» **Exercise inputs**:

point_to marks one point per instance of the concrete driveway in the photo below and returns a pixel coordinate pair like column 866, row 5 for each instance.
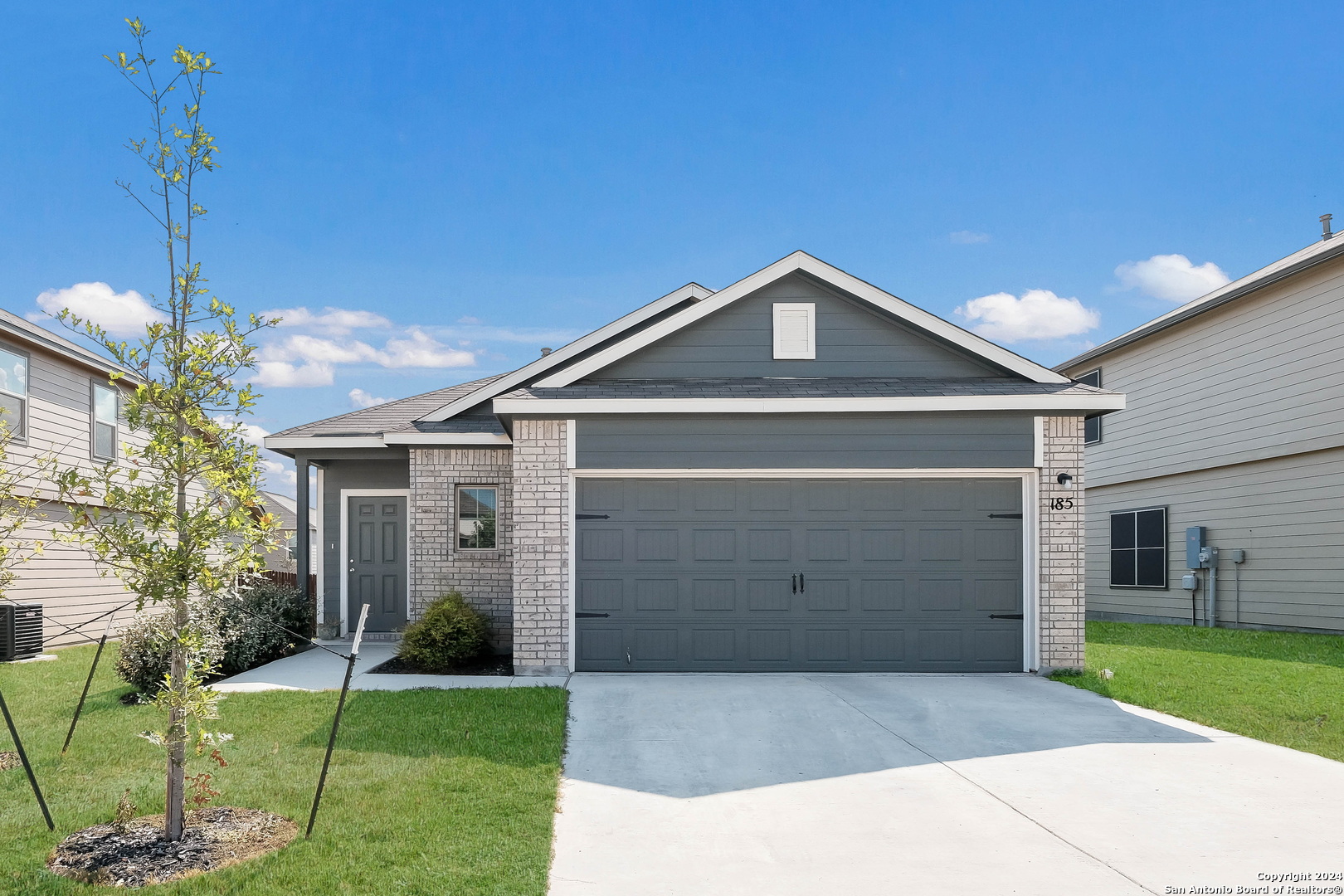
column 888, row 783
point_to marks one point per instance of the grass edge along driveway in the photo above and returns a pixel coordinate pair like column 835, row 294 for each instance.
column 1281, row 687
column 431, row 791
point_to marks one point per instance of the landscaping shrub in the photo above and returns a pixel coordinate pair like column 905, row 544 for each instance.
column 251, row 642
column 145, row 646
column 446, row 635
column 236, row 638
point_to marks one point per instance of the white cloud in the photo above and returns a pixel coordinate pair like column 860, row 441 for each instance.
column 422, row 349
column 285, row 375
column 119, row 314
column 1040, row 314
column 968, row 236
column 1172, row 277
column 334, row 321
column 359, row 398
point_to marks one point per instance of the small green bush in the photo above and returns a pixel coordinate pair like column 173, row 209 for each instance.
column 249, row 641
column 236, row 635
column 144, row 655
column 448, row 635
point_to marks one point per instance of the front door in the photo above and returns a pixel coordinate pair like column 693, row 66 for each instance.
column 377, row 567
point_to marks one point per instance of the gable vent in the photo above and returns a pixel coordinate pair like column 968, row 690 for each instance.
column 796, row 331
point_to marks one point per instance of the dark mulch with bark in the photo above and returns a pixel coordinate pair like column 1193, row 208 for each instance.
column 494, row 664
column 212, row 839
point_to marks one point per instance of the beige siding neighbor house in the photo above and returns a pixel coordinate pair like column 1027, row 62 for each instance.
column 58, row 398
column 1235, row 423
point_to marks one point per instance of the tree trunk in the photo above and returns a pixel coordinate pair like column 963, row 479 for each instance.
column 177, row 796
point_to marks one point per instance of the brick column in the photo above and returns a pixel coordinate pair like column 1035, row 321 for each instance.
column 1062, row 594
column 541, row 548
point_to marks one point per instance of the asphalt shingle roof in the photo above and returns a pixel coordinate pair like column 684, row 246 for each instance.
column 401, row 416
column 801, row 387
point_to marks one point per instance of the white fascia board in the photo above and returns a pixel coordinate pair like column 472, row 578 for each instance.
column 827, row 273
column 1053, row 403
column 448, row 438
column 557, row 358
column 318, row 441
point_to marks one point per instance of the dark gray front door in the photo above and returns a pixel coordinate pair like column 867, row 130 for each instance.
column 776, row 575
column 377, row 555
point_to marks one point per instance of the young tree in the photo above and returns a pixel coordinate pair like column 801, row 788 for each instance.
column 179, row 522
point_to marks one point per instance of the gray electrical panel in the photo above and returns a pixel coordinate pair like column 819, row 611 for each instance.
column 1194, row 544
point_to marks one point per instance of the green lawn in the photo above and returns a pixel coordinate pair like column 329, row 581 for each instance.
column 1281, row 687
column 431, row 793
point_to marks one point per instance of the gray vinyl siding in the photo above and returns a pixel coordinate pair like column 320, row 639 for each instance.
column 350, row 475
column 1287, row 514
column 850, row 342
column 785, row 441
column 1259, row 377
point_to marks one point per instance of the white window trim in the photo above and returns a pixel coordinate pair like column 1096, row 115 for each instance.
column 344, row 547
column 457, row 520
column 1030, row 523
column 811, row 353
column 93, row 422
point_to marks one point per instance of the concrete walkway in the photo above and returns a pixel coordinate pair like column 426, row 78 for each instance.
column 941, row 785
column 319, row 670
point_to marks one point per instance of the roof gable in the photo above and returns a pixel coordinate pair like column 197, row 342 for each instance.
column 852, row 338
column 930, row 328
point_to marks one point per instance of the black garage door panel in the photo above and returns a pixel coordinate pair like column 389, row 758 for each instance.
column 772, row 575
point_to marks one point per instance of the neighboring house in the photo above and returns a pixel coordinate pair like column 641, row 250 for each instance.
column 1235, row 423
column 56, row 397
column 796, row 472
column 284, row 555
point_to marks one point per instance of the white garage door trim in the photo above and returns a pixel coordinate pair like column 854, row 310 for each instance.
column 1030, row 489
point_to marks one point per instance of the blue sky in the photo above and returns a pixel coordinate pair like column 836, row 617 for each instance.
column 468, row 183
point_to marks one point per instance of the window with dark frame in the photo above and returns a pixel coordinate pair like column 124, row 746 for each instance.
column 14, row 391
column 477, row 514
column 1092, row 426
column 1138, row 548
column 105, row 414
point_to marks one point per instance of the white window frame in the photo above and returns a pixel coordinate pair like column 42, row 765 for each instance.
column 811, row 353
column 93, row 421
column 22, row 434
column 457, row 518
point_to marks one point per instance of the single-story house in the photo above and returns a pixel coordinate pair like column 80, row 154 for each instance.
column 796, row 472
column 1234, row 429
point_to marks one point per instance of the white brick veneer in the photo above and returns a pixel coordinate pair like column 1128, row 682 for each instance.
column 485, row 578
column 1062, row 603
column 541, row 547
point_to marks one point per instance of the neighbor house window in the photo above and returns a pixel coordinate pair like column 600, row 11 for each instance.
column 477, row 512
column 1138, row 548
column 14, row 391
column 105, row 414
column 795, row 331
column 1092, row 426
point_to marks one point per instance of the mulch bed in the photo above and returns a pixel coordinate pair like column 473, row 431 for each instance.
column 496, row 664
column 212, row 839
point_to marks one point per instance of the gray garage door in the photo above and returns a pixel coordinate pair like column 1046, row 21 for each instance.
column 774, row 575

» **To do**:
Could you rewrite the listing from its start through the line containing "column 888, row 783", inclusive, swapping "concrete driveway" for "paved driveway" and leaving all else unchanged? Omit the pictures from your answer.

» **Solution to this problem**:
point_to marks one point per instance of the paved driveway in the photo below and returns a pixel coordinate pair like column 866, row 5 for each instance.
column 888, row 783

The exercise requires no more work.